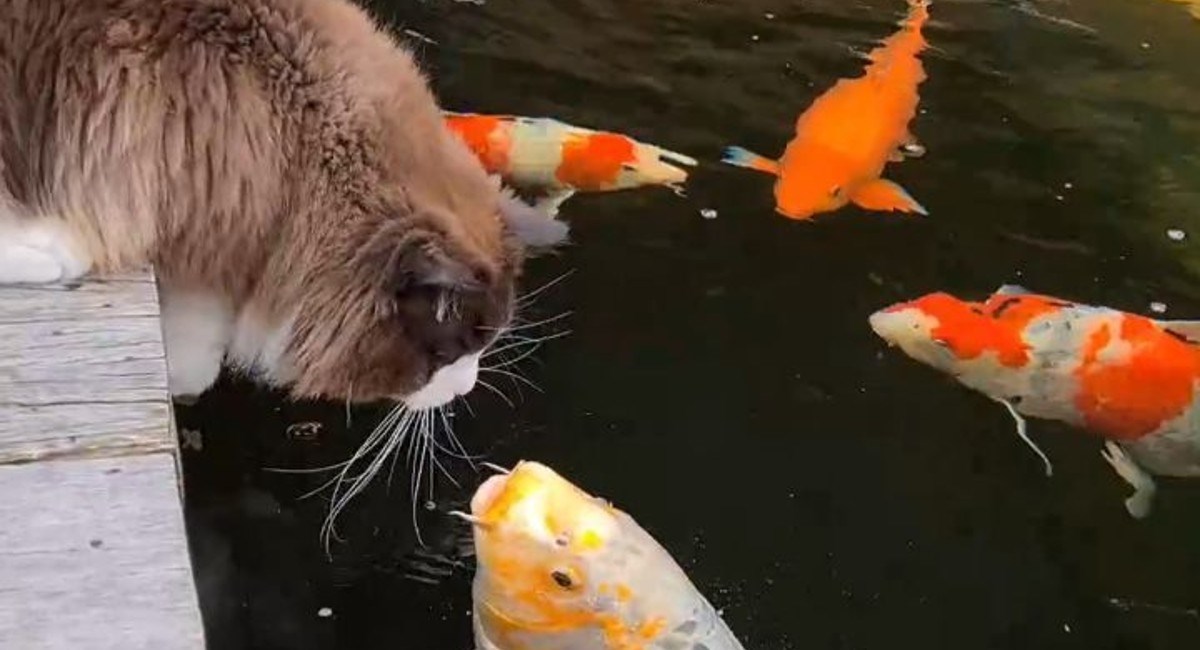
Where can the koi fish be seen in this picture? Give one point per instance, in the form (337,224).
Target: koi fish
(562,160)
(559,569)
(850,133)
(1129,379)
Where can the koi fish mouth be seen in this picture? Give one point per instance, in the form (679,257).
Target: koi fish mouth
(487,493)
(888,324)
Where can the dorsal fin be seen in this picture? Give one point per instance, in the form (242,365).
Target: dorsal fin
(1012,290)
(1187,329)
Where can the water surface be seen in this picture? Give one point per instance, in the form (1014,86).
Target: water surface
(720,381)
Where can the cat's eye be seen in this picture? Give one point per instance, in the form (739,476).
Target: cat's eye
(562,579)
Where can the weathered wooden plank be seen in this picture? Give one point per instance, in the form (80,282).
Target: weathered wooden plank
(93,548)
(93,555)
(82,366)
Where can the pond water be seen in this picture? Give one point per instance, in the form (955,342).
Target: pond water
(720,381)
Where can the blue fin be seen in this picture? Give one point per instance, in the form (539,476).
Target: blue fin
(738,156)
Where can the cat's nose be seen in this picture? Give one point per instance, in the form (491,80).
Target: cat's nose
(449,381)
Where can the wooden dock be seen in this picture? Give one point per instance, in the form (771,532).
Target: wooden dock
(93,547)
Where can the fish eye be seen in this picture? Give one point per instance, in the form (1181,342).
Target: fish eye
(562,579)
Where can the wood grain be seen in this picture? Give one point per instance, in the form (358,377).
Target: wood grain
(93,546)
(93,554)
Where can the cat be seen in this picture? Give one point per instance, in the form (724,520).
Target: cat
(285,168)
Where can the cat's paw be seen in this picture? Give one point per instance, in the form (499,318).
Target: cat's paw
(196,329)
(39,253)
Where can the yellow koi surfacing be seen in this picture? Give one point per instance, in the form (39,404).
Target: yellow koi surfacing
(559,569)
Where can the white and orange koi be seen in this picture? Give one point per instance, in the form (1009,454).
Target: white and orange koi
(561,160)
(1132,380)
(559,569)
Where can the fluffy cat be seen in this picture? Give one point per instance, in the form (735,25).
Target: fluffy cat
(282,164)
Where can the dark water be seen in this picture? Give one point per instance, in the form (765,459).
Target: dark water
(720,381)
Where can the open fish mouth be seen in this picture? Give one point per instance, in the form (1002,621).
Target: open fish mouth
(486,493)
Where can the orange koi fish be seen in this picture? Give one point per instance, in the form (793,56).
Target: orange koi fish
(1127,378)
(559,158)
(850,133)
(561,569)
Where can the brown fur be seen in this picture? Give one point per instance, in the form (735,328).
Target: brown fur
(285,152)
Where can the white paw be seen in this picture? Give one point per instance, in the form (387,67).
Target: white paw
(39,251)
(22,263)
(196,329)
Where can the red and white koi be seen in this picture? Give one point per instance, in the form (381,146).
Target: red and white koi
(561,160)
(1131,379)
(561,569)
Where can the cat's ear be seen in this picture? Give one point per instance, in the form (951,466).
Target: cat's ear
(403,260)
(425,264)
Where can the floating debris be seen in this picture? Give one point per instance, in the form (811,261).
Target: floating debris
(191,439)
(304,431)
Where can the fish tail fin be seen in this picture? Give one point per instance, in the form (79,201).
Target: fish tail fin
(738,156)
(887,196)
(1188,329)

--

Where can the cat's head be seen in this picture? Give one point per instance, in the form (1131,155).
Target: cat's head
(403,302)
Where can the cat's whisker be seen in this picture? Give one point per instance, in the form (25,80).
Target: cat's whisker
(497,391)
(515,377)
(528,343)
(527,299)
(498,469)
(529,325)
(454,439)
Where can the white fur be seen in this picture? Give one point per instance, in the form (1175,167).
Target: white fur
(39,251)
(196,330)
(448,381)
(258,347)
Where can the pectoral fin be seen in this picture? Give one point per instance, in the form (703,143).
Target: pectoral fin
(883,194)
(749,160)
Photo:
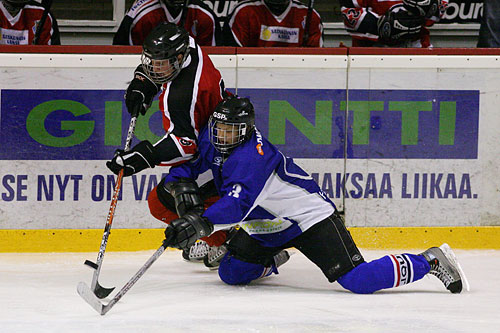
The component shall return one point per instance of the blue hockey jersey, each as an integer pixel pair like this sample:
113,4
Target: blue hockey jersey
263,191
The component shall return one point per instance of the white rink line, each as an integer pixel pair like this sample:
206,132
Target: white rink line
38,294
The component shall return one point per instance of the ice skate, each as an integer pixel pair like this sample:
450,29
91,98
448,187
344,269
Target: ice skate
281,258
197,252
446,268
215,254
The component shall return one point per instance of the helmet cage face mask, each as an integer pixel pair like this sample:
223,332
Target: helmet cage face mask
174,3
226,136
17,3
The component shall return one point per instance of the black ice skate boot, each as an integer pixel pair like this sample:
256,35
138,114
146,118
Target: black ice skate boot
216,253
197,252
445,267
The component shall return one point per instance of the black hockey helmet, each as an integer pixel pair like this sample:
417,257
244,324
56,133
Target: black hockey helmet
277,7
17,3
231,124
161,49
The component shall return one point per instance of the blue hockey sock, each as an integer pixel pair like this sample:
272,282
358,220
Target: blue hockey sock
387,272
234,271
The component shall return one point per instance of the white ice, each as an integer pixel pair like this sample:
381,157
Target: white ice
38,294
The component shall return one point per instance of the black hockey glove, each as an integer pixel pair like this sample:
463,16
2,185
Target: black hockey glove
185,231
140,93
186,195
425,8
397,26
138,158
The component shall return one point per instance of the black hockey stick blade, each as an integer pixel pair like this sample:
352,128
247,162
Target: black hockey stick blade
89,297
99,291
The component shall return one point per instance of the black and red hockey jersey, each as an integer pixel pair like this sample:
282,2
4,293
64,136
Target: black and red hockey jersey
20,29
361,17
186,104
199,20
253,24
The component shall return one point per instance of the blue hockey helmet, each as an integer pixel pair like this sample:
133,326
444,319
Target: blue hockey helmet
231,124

◆ What the task asks
Going through the entries above, report how many lines include the string "like". The number alone is the answer.

◆ Answer to this exercise
12